▶

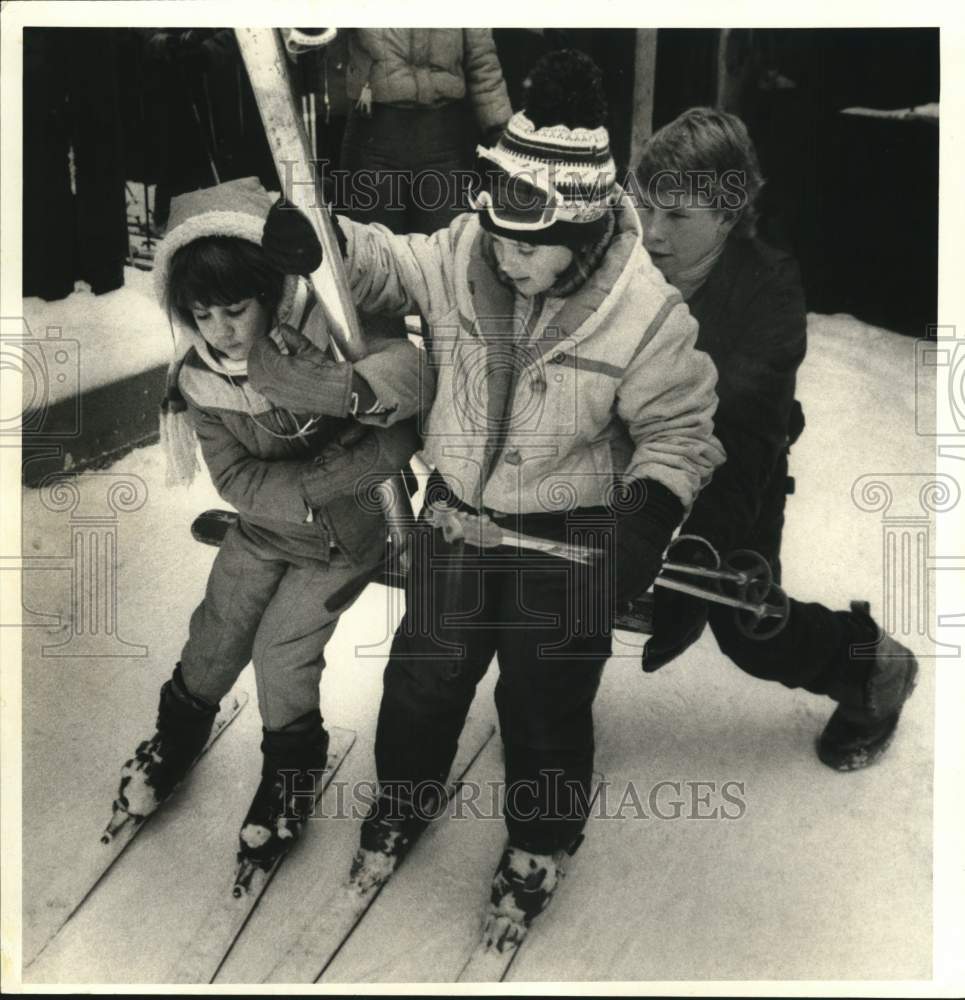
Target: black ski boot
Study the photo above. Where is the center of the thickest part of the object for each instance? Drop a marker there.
(857, 735)
(523, 886)
(293, 760)
(158, 765)
(388, 831)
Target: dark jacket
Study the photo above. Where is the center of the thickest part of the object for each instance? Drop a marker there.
(753, 325)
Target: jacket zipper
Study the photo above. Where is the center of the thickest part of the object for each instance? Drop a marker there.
(532, 319)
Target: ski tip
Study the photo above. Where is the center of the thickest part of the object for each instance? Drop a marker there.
(118, 820)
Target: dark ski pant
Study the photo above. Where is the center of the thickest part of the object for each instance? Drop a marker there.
(813, 651)
(261, 605)
(464, 606)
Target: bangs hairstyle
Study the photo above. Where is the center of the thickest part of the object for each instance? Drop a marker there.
(710, 153)
(219, 271)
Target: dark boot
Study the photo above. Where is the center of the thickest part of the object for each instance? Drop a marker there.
(293, 760)
(158, 765)
(861, 729)
(523, 886)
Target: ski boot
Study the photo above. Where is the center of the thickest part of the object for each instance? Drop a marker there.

◀

● **EXERCISE**
Write out the records once more, exactly as they stand, with no images.

● **ANSWER SPACE**
Target: black ski boot
Study the photo above. Where is the center of the thickest part of the object for each instance? Drop a marker there.
(857, 735)
(523, 886)
(293, 760)
(158, 765)
(388, 831)
Target: dark jacket
Study the photo above. Where is the center of the thickest part of the object for each instance? Drop a marker there.
(753, 325)
Target: jacket zipper
Study the photo above. Where is the center of the thickest part of the object for each instance? Drop a marker there.
(532, 319)
Target: ski tip
Study the photo above. Where is the center of the thickest part of the object for each instance? Drop a marker there.
(118, 820)
Target: dark ski pant
Study the photo above. Where is the center of the thickest part of the object for each instance? Drop a marker there.
(813, 651)
(261, 605)
(464, 606)
Target: bangs hairstyle
Study the photo above. Where is the center of the thickest part of the object for each instance? Drop a marker there.
(710, 153)
(219, 271)
Target: dark boot
Study the photo above. Where is the center of the thickest part of the object for each instance? Drop a marker there.
(293, 760)
(158, 765)
(861, 729)
(523, 886)
Target: ski boot
Study the photo above. Where is the center of the thickest part of the object for each instance? Drop a marker there.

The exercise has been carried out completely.